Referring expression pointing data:
::::

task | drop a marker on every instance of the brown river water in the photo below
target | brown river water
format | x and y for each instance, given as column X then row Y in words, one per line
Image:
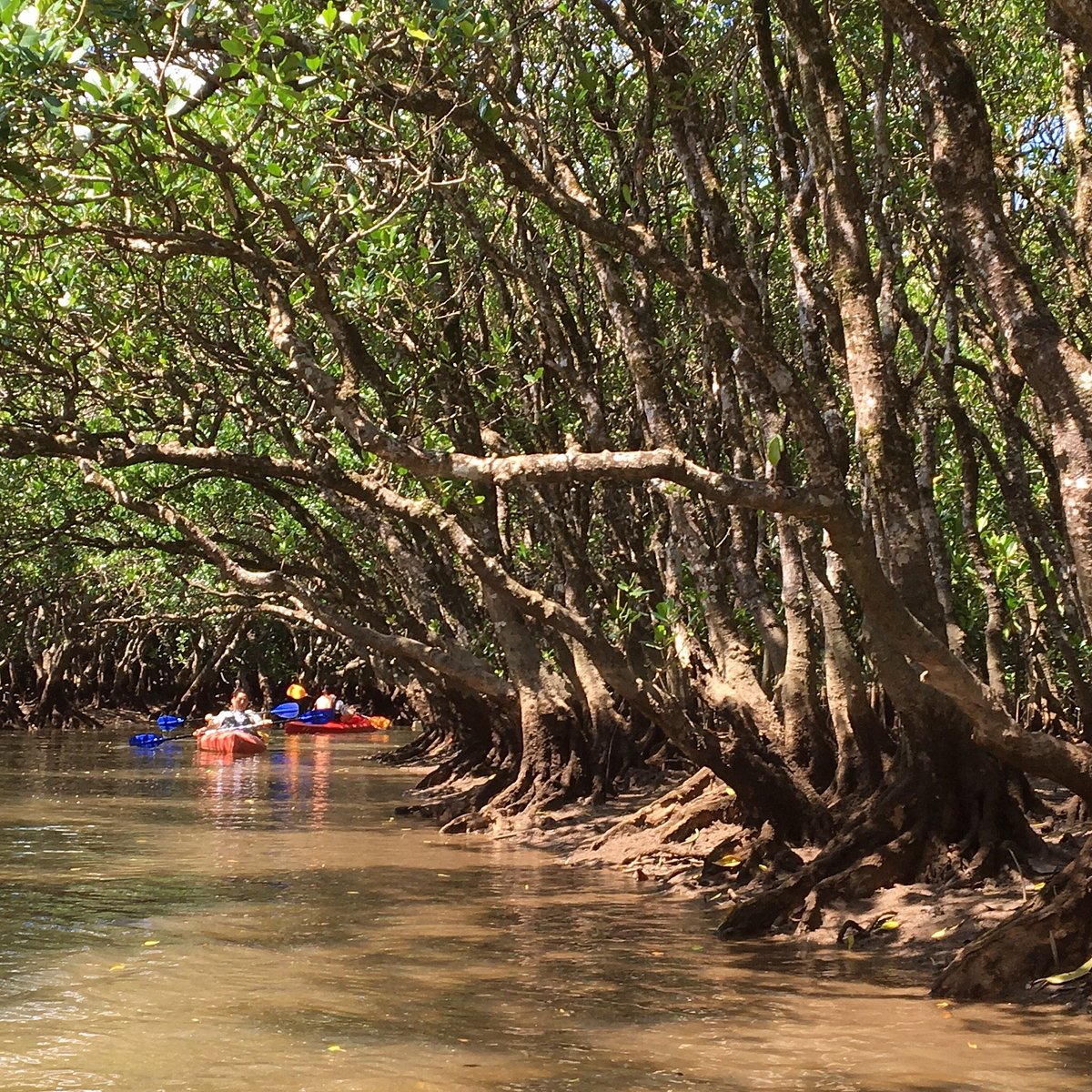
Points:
column 270, row 924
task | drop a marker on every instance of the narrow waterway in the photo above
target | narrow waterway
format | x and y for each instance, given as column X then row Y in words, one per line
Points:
column 270, row 924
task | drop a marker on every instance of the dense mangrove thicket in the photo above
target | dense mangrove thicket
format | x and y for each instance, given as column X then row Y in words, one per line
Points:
column 625, row 385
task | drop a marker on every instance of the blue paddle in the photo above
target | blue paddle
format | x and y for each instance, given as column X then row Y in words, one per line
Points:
column 316, row 716
column 287, row 711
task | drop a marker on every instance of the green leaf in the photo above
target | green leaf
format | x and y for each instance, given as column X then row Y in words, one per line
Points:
column 1059, row 980
column 775, row 449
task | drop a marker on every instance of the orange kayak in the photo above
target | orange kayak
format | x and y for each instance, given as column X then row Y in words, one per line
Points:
column 355, row 723
column 228, row 742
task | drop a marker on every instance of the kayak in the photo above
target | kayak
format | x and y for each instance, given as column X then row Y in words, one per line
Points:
column 355, row 723
column 228, row 742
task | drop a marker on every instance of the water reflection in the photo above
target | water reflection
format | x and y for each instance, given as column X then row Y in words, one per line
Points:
column 173, row 923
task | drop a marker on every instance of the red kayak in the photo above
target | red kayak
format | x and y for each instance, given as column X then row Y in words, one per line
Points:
column 358, row 722
column 228, row 742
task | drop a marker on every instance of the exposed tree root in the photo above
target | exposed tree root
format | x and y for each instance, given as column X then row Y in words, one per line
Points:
column 1052, row 934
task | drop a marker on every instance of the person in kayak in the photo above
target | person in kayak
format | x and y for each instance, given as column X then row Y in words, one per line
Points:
column 329, row 700
column 238, row 714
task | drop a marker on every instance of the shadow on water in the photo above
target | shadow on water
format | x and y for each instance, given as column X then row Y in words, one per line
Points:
column 277, row 912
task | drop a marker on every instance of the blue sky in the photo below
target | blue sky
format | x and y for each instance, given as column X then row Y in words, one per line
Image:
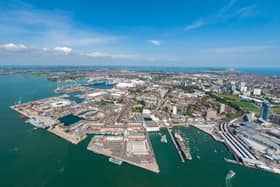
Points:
column 220, row 33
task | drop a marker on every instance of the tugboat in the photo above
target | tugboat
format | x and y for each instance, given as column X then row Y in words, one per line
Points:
column 115, row 161
column 163, row 139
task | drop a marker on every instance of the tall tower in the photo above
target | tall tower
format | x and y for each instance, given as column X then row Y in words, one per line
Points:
column 265, row 110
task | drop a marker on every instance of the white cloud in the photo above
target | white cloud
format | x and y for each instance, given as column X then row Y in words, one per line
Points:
column 65, row 50
column 98, row 54
column 49, row 27
column 195, row 25
column 226, row 13
column 241, row 49
column 154, row 42
column 13, row 46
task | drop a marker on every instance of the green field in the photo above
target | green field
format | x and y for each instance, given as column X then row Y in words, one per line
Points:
column 235, row 102
column 276, row 110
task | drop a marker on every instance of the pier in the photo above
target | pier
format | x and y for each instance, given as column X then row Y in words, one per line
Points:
column 176, row 146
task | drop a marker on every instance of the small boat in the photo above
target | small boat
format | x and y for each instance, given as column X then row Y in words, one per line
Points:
column 163, row 139
column 35, row 123
column 23, row 116
column 230, row 174
column 178, row 137
column 115, row 161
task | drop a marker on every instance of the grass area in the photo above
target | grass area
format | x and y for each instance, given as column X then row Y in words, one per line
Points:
column 190, row 89
column 235, row 102
column 249, row 107
column 276, row 110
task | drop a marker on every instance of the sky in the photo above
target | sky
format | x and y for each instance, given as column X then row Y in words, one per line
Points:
column 191, row 33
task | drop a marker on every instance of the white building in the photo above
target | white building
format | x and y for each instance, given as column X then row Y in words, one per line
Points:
column 257, row 91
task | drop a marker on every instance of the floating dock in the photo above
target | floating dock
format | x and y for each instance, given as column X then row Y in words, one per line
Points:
column 184, row 146
column 176, row 146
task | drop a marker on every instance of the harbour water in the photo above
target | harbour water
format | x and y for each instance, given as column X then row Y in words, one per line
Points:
column 40, row 159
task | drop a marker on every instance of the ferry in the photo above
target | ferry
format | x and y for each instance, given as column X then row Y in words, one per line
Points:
column 163, row 139
column 115, row 161
column 178, row 137
column 35, row 123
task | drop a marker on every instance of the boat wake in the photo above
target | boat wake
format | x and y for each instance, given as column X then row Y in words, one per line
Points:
column 229, row 177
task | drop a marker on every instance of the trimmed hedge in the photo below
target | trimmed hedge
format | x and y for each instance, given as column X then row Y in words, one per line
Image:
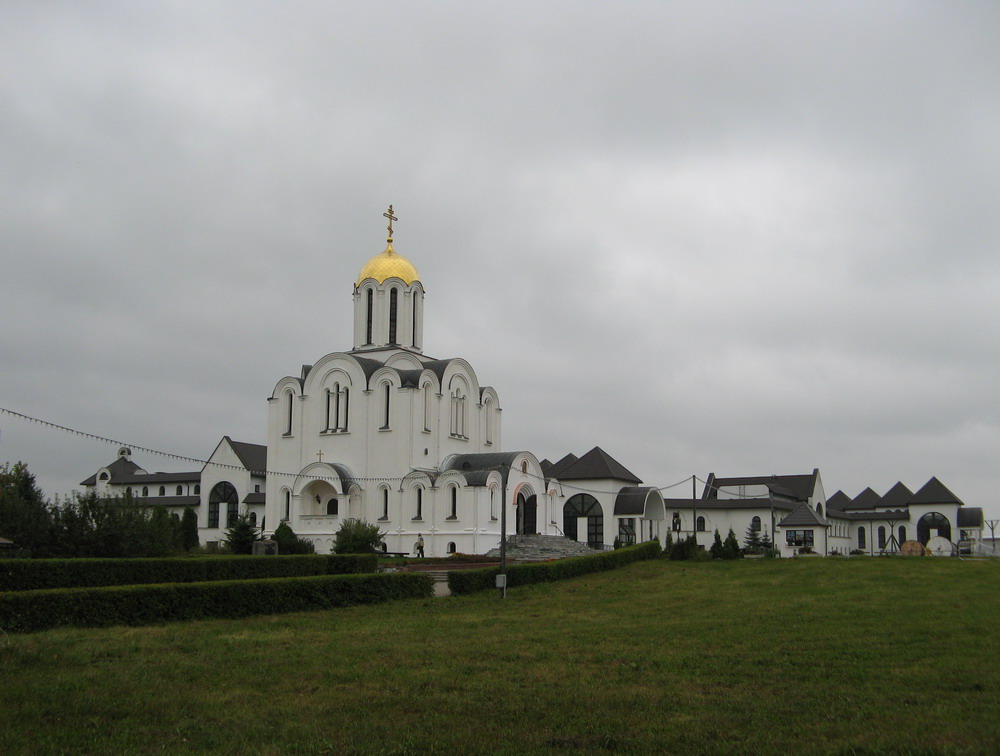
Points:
column 28, row 611
column 39, row 574
column 463, row 582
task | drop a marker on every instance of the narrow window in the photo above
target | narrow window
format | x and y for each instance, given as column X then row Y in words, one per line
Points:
column 385, row 423
column 414, row 325
column 368, row 327
column 393, row 293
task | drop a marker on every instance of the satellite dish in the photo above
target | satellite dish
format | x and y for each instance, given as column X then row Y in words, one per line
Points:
column 940, row 546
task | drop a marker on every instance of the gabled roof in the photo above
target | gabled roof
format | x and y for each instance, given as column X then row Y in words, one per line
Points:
column 803, row 514
column 563, row 464
column 120, row 469
column 896, row 497
column 253, row 456
column 839, row 501
column 867, row 499
column 799, row 487
column 597, row 464
column 935, row 492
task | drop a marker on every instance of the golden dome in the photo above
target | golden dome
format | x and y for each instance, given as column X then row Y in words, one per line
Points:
column 386, row 265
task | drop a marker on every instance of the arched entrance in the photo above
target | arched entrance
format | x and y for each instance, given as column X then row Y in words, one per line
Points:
column 932, row 524
column 527, row 514
column 584, row 505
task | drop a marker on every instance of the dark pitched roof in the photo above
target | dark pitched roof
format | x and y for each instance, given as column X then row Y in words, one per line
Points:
column 799, row 487
column 562, row 464
column 935, row 492
column 896, row 497
column 970, row 517
column 867, row 499
column 253, row 456
column 477, row 467
column 119, row 469
column 838, row 501
column 597, row 464
column 803, row 514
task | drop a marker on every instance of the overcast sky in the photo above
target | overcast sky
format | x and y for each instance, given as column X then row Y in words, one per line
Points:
column 730, row 237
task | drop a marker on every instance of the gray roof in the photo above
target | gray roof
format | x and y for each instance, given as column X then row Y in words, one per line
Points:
column 253, row 456
column 803, row 515
column 935, row 492
column 631, row 500
column 477, row 467
column 596, row 464
column 798, row 487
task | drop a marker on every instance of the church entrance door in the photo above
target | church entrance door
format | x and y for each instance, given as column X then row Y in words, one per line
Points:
column 584, row 511
column 527, row 515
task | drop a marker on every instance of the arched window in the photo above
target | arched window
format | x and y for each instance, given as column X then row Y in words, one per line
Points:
column 368, row 320
column 386, row 388
column 580, row 506
column 393, row 296
column 932, row 524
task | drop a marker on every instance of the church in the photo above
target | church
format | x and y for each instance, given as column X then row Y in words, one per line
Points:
column 388, row 434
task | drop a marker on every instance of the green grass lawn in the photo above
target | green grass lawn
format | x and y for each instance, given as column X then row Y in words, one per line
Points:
column 767, row 656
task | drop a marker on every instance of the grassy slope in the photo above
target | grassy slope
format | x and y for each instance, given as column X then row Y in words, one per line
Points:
column 766, row 656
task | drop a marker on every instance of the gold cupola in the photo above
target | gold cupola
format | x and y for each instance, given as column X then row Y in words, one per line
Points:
column 388, row 264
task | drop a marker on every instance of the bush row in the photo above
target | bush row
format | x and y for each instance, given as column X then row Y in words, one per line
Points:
column 463, row 582
column 27, row 611
column 38, row 574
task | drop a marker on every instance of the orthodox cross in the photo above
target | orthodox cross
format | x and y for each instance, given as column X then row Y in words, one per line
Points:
column 391, row 218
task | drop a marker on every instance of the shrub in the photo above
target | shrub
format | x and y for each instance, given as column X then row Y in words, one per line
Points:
column 289, row 543
column 357, row 536
column 462, row 582
column 147, row 604
column 37, row 574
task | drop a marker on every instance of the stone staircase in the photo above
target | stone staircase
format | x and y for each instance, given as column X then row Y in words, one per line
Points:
column 537, row 548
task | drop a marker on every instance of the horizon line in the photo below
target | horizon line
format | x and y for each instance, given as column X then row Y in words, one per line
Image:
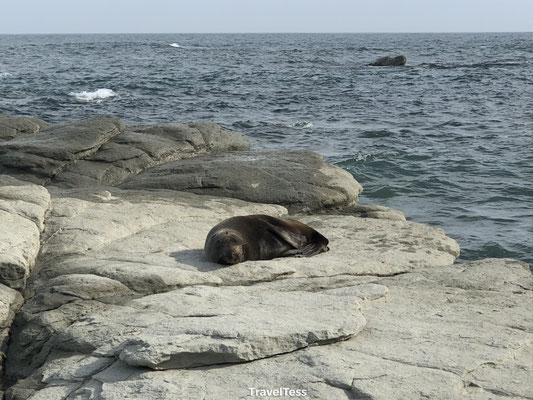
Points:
column 251, row 33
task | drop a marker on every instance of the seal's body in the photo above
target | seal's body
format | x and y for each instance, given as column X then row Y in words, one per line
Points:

::::

_Task item_
Wherever the string "cloud" appears in the data above, copy the line it sits in.

_Exercise response_
task | drop a marker on every instance of the white cloud in the photo above
target | white cloud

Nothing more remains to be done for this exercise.